## TEXTO EXTRAÍDO

Nicolás Campodonico acaba de recibir en Buenos Aires el diploma Konex al mérito 2022 en Arquitectura, y en noviembre competirá por el galardón en su rubro. No obstante, este arquitecto rosarino tiene en claro que la postulación a ese prestigioso premio está reservada a muy pocos y, por lo tanto, entiende que ya es consagratoria. «Hay mucha gente que trabaja muy bien. Pero a veces, tener difusión o que de repente el medio se interese en lo que estás haciendo te da otra llegada. Por el momento, ya con el hecho de que un jurado tan numeroso y prestigioso me haya distinguido es un premio enorme», dice.

Campodonico recibió a La Gaceta en el imponente estudio que construyó sobre el bulevar Oroño, un espacio cuya calidez interior contrasta notablemente con el exterior. La presencia amable de la luz de la mañana llega a las maquetas de sus obras y, desde un lugar estratégico y especialmente iluminado, un cuadro enorme del «Negro» Villafañe custodia el espacio de trabajo de su colega y amigo.

El anfitrión señala las maquetas y comenta, muy al pasar, algunos detalles técnicos. Luego, se remonta a los inicios de su carrera y al camino recorrido para reflexionar sobre cómo la variedad de encargos, tanto de escalas como de usos, fue un factor determinante para forjar una forma de asumir su rol como arquitecto.

«Cada vez que venía un encargo tenía que pensarlos de cero. Esa es una ventaja porque es lo opuesto a acostumbrarse o a generar respuestas preestablecidas. Al principio de mi carrera me tocó hacer una casa en el campo, una reforma, una playa de estacionamiento, unos consultorios, todos de pequeña escala y que me obligó a trabajar con distintos materiales y en condiciones muy distintas», dice.

Y continúa: «Eso que en principio me parecía una dificultad porque no me permitía centrarme en una estética determinada, me dio la posibilidad de concentrarme en los problemas, interpelarlos y tratar de dar una respuesta lo más ajustada posible a esas condiciones de trabajo. Esa fue la dinámica que después siguió durante los años: más allá de intentar imponer una imagen o un material, una expresión determinada de arquitectura, concentrarme más en cuál era la necesidad real de ese encargo».

—¿Y esa variedad de encargos consiguió marcar un rumbo en tu identidad arquitectónica, o ya tenías una estética como norte?

## DATOS PROPORCIONADOS

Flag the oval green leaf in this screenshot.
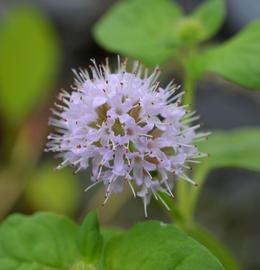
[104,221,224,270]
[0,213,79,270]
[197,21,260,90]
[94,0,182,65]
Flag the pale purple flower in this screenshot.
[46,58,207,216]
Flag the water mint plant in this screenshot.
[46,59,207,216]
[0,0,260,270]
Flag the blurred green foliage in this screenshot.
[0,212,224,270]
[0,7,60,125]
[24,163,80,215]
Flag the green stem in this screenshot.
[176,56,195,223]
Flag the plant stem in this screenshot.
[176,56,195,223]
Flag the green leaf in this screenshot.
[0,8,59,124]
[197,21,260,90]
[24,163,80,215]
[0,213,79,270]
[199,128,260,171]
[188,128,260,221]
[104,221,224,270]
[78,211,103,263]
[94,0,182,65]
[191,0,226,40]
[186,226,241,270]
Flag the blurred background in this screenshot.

==

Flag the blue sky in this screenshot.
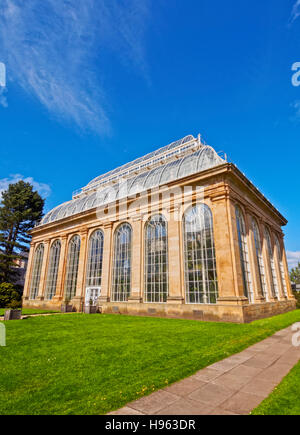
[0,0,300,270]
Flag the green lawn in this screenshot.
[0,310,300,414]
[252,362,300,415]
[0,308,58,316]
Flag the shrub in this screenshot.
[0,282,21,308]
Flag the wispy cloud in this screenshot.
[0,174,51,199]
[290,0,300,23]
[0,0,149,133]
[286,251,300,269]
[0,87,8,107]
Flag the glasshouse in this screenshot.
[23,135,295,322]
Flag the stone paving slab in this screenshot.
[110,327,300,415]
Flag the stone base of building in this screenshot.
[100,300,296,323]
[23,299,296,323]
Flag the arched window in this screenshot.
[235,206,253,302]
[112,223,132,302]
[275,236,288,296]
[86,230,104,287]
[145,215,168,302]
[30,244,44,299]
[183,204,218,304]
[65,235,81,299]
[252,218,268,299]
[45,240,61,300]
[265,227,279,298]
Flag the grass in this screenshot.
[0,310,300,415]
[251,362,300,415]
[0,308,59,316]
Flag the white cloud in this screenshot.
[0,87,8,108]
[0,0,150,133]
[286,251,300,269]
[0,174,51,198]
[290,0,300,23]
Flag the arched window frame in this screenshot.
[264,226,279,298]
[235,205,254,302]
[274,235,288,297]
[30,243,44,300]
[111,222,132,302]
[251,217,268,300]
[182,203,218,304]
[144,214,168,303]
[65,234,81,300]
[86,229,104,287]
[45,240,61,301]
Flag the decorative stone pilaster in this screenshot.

## ACTIVIDADES
A. Según el texto extraído, ¿qué diploma recibió Nicolás Campodonico en Buenos Aires?
B. Copia de nuevo el tramo del texto extraído desde "Campodonico recibió a" hasta "colega y amigo." y sustituye en él "estudio" por "taller".
Los datos no guardan relación alguna con el texto extraído.

## SOLUCIONES DEL EJERCICIO
A. El diploma Konex al mérito 2022 en Arquitectura.

B.
Campodonico recibió a La Gaceta en el imponente taller que construyó sobre el bulevar Oroño, un espacio cuya calidez interior contrasta notablemente con el exterior. La presencia amable de la luz de la mañana llega a las maquetas de sus obras y, desde un lugar estratégico y especialmente iluminado, un cuadro enorme del «Negro» Villafañe custodia el espacio de trabajo de su colega y amigo.